● What you need to do
Write out word for word the part of the thread about student loan calls that opens with the words containing "Anyone else get" and closes with "coming pretty shortly.".

● Text shown
# Student loans???? Seriously???



## Colleen (Dec 24, 2020)

I constantly get calls/voicemails about my student loans....which is funny because I'm 74 and certainly don't have any student loans. However, it's irritating and I don't answer those calls when they come in because the phone number is flagged Spam, so I let it go to voicemail. I'd like to stop these calls.

Anyone else get these stupid calls???


----------



## Pecos (Dec 24, 2020)

Not any of those, at least not yet. 
Thanks for the heads up, now I know that they will be coming pretty shortly.

I don't have a clue about how to make these nuisance calls go away. Apparently some people are falling for them or they wouldn't do it.


----------



## Aunt Marg (Dec 24, 2020)

Shame on telephone service providers for not doing more to prevent and bring to a halt these sorts of calls.

We occasionally get scam calls, but typically don't answer our telephone to unknown callers and numbers.


----------



## MarciKS (Dec 24, 2020)

● Data excerpt

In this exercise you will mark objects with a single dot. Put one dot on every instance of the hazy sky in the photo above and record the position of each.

● Completed task
Anyone else get these stupid calls???


----------



## Pecos (Dec 24, 2020)

Not any of those, at least not yet. 
Thanks for the heads up, now I know that they will be coming pretty shortly.